-- start of RECORDS PROVIDED --
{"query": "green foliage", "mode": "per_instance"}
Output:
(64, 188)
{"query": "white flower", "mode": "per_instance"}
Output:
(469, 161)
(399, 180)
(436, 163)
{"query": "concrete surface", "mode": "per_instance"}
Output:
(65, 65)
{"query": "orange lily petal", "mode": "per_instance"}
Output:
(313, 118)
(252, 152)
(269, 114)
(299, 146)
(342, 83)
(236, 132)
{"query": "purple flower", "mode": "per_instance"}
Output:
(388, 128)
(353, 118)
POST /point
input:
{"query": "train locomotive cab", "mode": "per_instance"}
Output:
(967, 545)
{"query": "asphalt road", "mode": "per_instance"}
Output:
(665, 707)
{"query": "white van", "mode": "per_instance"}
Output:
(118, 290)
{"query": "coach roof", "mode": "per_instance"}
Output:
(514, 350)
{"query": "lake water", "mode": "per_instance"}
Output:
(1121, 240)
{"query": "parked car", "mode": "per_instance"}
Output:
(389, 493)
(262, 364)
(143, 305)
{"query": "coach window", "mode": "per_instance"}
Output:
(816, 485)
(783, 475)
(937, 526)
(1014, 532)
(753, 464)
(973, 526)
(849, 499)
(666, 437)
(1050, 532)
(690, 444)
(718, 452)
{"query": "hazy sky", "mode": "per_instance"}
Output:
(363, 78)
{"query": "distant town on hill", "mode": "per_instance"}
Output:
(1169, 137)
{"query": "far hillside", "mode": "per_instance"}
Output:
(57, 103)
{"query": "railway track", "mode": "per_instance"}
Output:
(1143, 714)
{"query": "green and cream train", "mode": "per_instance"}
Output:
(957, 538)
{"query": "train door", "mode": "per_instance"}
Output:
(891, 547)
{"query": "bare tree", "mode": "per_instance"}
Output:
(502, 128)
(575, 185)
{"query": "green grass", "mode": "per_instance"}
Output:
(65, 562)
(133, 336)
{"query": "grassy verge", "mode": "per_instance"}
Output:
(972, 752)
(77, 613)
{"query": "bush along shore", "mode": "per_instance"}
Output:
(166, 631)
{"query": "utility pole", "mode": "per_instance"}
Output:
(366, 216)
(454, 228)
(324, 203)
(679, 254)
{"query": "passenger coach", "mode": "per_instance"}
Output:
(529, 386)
-- end of RECORDS PROVIDED --
> _EXERCISE AIM_
Make an exact copy of the listing, including every line.

> _THE RESPONSE_
{"query": "green foliage", "mode": "per_instance"}
Output:
(64, 188)
{"query": "white flower", "mode": "per_instance"}
Output:
(469, 161)
(399, 180)
(436, 163)
{"query": "concrete surface", "mode": "per_instance"}
Output:
(65, 65)
{"query": "orange lily petal", "mode": "per_instance"}
Output:
(313, 118)
(252, 152)
(269, 114)
(299, 146)
(342, 83)
(236, 132)
{"query": "purple flower", "mode": "per_instance"}
Output:
(388, 128)
(353, 118)
POST /point
input:
{"query": "train locomotive cab", "mode": "per_instance"}
Output:
(967, 545)
{"query": "asphalt road", "mode": "per_instance"}
Output:
(665, 707)
{"query": "white van", "mode": "per_instance"}
Output:
(118, 290)
{"query": "coach roof", "mode": "per_instance"}
Output:
(514, 350)
{"query": "lake water", "mode": "per_instance"}
Output:
(1121, 240)
{"query": "parked car", "mode": "per_instance"}
Output:
(389, 493)
(262, 364)
(143, 305)
{"query": "coach window", "mode": "per_instance"}
Output:
(816, 485)
(783, 475)
(937, 526)
(1014, 532)
(753, 464)
(973, 526)
(849, 499)
(666, 437)
(1050, 532)
(690, 444)
(718, 452)
{"query": "hazy sky", "mode": "per_instance"}
Output:
(363, 78)
{"query": "distant town on hill", "mode": "per_instance"}
Output:
(1169, 137)
{"query": "far hillside", "mode": "per_instance"}
Output:
(57, 103)
{"query": "railway track", "mode": "per_instance"}
Output:
(1143, 714)
{"query": "green and cream train", "mode": "per_instance"}
Output:
(957, 538)
{"query": "train door", "mode": "per_instance"}
Output:
(891, 547)
{"query": "bare tree", "mode": "per_instance"}
Output:
(502, 128)
(575, 185)
{"query": "green grass", "mode": "per_instance"}
Output:
(65, 562)
(133, 336)
{"query": "grassy verge", "mode": "per_instance"}
Output:
(972, 752)
(77, 613)
{"query": "bush along shore", "mode": "per_instance"}
Output:
(166, 631)
{"query": "utility pole", "mode": "per_instance"}
Output:
(366, 216)
(454, 228)
(324, 203)
(679, 254)
{"query": "passenger coach", "mode": "per_instance"}
Output:
(529, 386)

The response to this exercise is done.